→ EXERCISE MATERIALS
________________________

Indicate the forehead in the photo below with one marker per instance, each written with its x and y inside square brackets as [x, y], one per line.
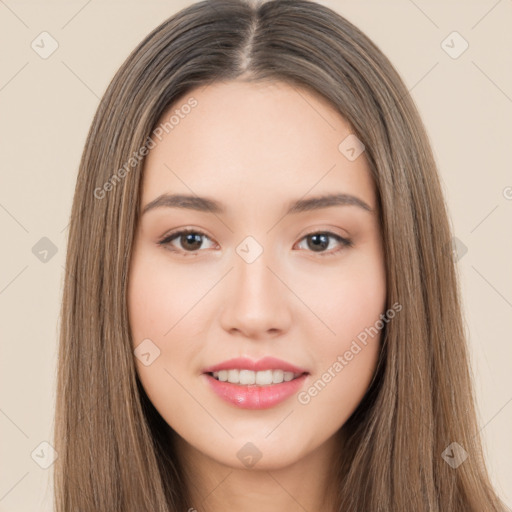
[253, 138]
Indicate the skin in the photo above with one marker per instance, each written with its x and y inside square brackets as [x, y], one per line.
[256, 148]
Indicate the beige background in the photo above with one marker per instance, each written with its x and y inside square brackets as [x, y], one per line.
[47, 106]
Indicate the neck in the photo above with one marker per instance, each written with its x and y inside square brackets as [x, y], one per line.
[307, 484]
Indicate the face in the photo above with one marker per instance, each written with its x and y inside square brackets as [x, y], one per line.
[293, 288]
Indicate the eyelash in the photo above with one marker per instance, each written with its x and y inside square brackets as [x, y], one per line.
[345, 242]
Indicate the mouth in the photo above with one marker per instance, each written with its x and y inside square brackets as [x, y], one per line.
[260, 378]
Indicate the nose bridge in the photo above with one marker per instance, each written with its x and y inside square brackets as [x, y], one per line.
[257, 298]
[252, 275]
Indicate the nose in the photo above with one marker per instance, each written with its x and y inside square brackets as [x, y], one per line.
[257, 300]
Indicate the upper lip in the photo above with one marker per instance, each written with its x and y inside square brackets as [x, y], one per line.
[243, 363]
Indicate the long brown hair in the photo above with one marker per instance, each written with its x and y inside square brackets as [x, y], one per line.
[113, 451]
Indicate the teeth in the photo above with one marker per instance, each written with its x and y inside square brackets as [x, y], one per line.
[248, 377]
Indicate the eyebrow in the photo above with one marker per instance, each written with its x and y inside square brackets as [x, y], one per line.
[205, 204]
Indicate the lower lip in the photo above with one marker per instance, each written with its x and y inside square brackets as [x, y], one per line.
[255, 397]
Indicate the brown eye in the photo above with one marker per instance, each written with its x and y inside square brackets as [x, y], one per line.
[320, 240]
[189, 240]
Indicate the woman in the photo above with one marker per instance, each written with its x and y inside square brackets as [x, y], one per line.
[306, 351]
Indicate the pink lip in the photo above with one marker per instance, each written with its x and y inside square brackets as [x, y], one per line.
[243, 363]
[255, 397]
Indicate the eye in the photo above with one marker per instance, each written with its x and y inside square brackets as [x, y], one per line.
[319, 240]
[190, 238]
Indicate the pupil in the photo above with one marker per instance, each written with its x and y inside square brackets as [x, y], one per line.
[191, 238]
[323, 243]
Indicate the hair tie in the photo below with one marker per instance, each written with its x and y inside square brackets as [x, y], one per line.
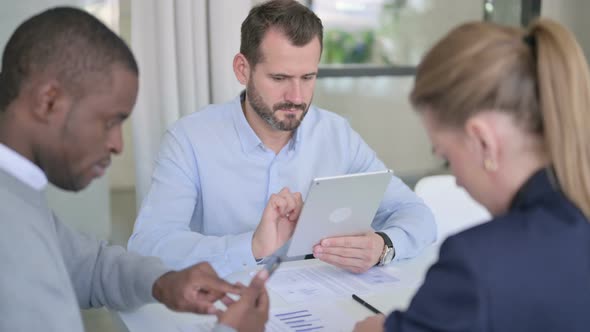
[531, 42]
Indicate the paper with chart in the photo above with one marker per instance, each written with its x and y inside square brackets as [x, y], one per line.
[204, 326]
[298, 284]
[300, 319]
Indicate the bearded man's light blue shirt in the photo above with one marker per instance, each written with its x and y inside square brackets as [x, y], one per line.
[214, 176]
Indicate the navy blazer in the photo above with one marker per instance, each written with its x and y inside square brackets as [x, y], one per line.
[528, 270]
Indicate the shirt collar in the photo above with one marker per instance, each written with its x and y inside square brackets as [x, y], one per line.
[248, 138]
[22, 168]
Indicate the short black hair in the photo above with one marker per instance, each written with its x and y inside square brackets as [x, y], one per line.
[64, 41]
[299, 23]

________________________

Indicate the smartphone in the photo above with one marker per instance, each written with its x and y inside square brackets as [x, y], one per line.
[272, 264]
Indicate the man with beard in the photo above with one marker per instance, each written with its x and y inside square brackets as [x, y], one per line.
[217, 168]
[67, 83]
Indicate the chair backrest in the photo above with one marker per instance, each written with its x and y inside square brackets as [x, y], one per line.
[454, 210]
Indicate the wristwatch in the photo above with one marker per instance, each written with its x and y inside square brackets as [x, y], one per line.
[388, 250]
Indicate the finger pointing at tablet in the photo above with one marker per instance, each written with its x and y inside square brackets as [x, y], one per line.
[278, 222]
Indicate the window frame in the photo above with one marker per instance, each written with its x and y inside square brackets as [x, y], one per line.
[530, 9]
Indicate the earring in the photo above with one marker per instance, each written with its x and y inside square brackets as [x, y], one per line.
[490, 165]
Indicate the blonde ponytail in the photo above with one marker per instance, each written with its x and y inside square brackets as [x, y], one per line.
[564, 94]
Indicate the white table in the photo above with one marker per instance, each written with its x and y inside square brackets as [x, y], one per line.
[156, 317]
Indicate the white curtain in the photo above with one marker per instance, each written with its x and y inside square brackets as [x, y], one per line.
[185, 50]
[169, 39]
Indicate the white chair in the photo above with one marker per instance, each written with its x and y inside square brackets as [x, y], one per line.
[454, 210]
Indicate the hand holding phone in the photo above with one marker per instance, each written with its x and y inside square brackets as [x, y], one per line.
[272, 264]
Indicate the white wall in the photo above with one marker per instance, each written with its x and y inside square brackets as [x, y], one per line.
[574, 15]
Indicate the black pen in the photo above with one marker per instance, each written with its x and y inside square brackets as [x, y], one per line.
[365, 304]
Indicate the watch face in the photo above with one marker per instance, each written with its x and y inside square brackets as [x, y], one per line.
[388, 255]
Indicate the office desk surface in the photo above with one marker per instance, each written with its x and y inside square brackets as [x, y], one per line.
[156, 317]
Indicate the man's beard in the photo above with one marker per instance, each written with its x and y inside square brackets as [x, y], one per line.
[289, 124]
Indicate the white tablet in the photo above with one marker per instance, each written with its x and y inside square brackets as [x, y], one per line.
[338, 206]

________________________

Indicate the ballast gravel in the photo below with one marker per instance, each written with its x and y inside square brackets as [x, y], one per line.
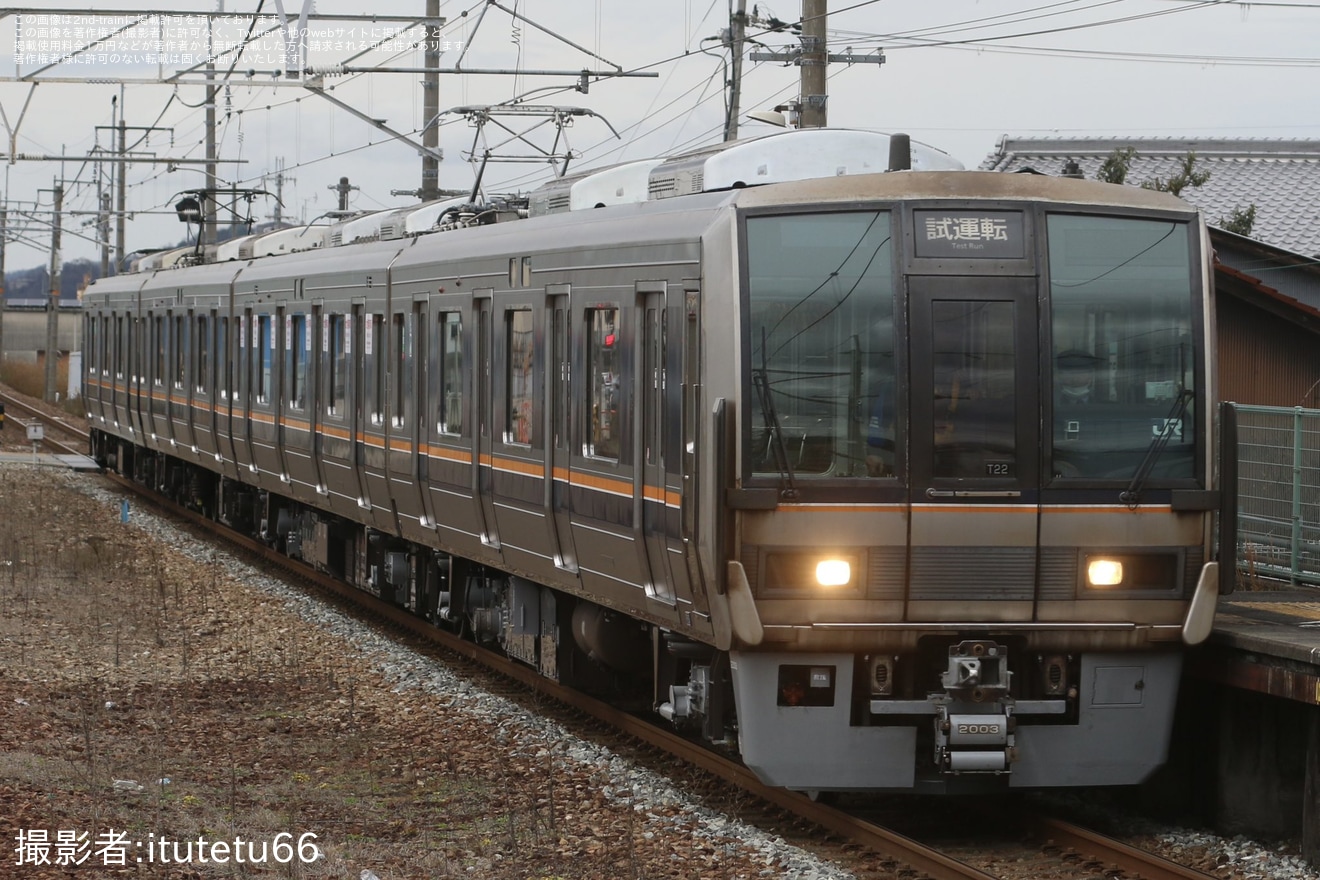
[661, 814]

________________________

→ STATED PROBLEM
Pull out every line of the entries above that contains the word "brown" and copy each of those lines in full.

→ RESULT OF THIS EXERCISE
Indicate the long brown hair in the photo above with one marker per instance, each written with its x and y inside square brackets as [x, y], one per line.
Indicate the brown eye in the photo above with one marker per instance, each written with its x and y inside square brackets as [x, y], one per line.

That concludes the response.